== EXERCISE MATERIALS ==

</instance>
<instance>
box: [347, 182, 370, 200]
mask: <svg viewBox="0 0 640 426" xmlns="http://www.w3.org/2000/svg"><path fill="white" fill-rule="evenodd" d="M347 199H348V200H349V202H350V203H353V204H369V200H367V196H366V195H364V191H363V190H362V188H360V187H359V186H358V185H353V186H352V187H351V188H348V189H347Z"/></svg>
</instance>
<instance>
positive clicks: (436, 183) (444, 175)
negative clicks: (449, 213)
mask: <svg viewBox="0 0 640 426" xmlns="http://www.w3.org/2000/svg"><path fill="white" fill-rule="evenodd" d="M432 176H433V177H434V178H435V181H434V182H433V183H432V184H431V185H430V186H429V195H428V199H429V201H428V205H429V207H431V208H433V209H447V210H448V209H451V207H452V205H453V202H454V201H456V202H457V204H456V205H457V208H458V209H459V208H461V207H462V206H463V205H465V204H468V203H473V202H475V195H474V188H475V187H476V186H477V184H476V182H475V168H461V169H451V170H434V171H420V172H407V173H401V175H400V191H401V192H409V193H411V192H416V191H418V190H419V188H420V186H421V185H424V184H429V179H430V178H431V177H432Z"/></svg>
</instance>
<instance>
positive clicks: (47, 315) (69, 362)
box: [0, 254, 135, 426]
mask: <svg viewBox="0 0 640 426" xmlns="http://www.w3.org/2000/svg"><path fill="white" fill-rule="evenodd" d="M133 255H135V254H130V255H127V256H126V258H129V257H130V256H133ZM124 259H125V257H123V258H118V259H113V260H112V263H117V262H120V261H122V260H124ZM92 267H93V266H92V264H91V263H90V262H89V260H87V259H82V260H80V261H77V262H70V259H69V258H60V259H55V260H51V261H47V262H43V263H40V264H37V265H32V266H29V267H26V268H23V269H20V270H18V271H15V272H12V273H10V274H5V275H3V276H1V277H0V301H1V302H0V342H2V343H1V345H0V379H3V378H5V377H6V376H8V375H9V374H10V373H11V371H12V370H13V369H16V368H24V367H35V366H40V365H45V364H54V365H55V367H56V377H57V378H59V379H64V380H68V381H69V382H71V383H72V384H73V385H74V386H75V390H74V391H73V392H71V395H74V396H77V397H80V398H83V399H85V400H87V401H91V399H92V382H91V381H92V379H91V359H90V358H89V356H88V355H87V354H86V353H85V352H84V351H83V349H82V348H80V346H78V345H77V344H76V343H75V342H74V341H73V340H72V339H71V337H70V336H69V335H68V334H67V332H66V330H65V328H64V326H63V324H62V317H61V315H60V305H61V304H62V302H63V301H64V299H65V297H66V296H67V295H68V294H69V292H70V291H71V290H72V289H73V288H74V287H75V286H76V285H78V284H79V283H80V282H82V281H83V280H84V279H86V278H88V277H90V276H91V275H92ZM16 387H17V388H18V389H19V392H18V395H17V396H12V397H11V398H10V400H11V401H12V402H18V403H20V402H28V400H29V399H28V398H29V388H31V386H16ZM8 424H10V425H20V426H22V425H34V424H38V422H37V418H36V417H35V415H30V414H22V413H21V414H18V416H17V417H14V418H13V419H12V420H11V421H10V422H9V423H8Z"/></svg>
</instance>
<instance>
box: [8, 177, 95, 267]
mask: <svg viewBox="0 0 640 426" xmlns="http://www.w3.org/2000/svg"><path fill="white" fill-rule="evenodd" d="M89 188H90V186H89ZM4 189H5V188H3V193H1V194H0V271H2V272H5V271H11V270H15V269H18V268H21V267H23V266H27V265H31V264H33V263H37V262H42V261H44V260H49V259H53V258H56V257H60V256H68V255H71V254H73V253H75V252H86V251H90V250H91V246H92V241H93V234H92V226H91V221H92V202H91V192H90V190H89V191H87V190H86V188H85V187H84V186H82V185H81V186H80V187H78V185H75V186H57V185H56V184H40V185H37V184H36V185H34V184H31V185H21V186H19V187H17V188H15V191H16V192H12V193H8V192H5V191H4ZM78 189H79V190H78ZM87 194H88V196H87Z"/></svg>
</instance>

===

• TASK DIRECTIONS: Copy out every line of the listing above without any changes.

• RESPONSE TO THE TASK:
</instance>
<instance>
box: [347, 182, 370, 200]
mask: <svg viewBox="0 0 640 426" xmlns="http://www.w3.org/2000/svg"><path fill="white" fill-rule="evenodd" d="M347 199H348V200H349V202H350V203H353V204H369V200H367V196H366V195H364V191H363V190H362V188H360V187H359V186H358V185H353V186H352V187H351V188H348V189H347Z"/></svg>
</instance>
<instance>
positive clicks: (436, 183) (444, 175)
negative clicks: (449, 213)
mask: <svg viewBox="0 0 640 426" xmlns="http://www.w3.org/2000/svg"><path fill="white" fill-rule="evenodd" d="M432 176H433V177H434V178H435V181H434V182H433V183H432V184H431V185H430V186H429V195H428V199H429V201H428V205H429V207H431V208H433V209H447V210H448V209H451V207H452V205H453V202H454V201H456V202H457V204H456V205H457V208H458V209H459V208H461V207H462V206H463V205H465V204H468V203H473V202H475V195H474V188H475V187H476V186H477V184H476V182H475V168H461V169H451V170H434V171H420V172H407V173H401V175H400V191H401V192H409V193H411V192H416V191H418V190H419V188H420V186H421V185H424V184H429V179H430V178H431V177H432Z"/></svg>
</instance>
<instance>
positive clicks: (47, 315) (69, 362)
box: [0, 254, 135, 426]
mask: <svg viewBox="0 0 640 426" xmlns="http://www.w3.org/2000/svg"><path fill="white" fill-rule="evenodd" d="M133 255H135V254H130V255H127V256H126V258H129V257H130V256H133ZM124 259H125V257H123V258H118V259H113V260H112V263H117V262H120V261H122V260H124ZM92 267H93V266H92V264H91V263H90V262H89V260H87V259H82V260H80V261H77V262H70V259H69V258H60V259H55V260H51V261H47V262H43V263H40V264H37V265H32V266H29V267H26V268H23V269H20V270H18V271H15V272H12V273H10V274H5V275H3V276H1V277H0V301H1V302H0V342H2V343H1V345H0V379H3V378H5V377H6V376H8V375H9V374H10V373H11V371H12V370H13V369H16V368H24V367H35V366H40V365H45V364H54V365H55V367H56V377H57V378H59V379H64V380H68V381H69V382H71V383H72V384H73V385H74V386H75V390H74V391H73V392H71V395H74V396H77V397H80V398H83V399H85V400H87V401H91V399H92V382H91V381H92V379H91V359H90V358H89V356H88V355H87V354H86V353H85V352H84V351H83V349H82V348H80V346H78V345H77V344H76V343H75V342H74V341H73V340H72V339H71V337H70V336H69V335H68V334H67V332H66V330H65V328H64V326H63V324H62V317H61V315H60V305H61V304H62V302H63V301H64V299H65V297H66V296H67V295H68V294H69V292H70V291H71V290H72V289H73V288H74V287H75V286H76V285H78V284H79V283H80V282H82V281H83V280H84V279H86V278H88V277H90V276H91V275H92ZM16 387H17V388H18V389H19V392H18V395H17V396H12V397H11V398H10V400H11V401H12V402H18V403H20V402H28V400H29V399H28V398H29V388H31V386H16ZM8 424H10V425H20V426H22V425H34V424H38V422H37V418H36V417H35V415H30V414H22V413H21V414H18V416H17V417H14V418H13V419H12V420H11V421H10V422H9V423H8Z"/></svg>
</instance>
<instance>
box: [8, 177, 95, 267]
mask: <svg viewBox="0 0 640 426" xmlns="http://www.w3.org/2000/svg"><path fill="white" fill-rule="evenodd" d="M89 188H90V186H89ZM4 189H5V188H3V193H1V194H0V271H2V272H5V271H11V270H15V269H18V268H21V267H23V266H27V265H31V264H33V263H37V262H42V261H44V260H49V259H53V258H56V257H60V256H68V255H71V254H73V253H75V252H86V251H90V250H91V246H92V241H93V234H92V226H91V221H92V202H91V192H90V190H89V191H87V190H86V188H85V187H84V186H82V185H81V186H80V187H78V185H75V186H57V185H56V184H40V185H37V184H36V185H34V184H31V185H21V186H19V187H17V188H15V191H16V192H12V193H8V192H5V191H4ZM78 189H79V190H78ZM87 194H88V196H87Z"/></svg>
</instance>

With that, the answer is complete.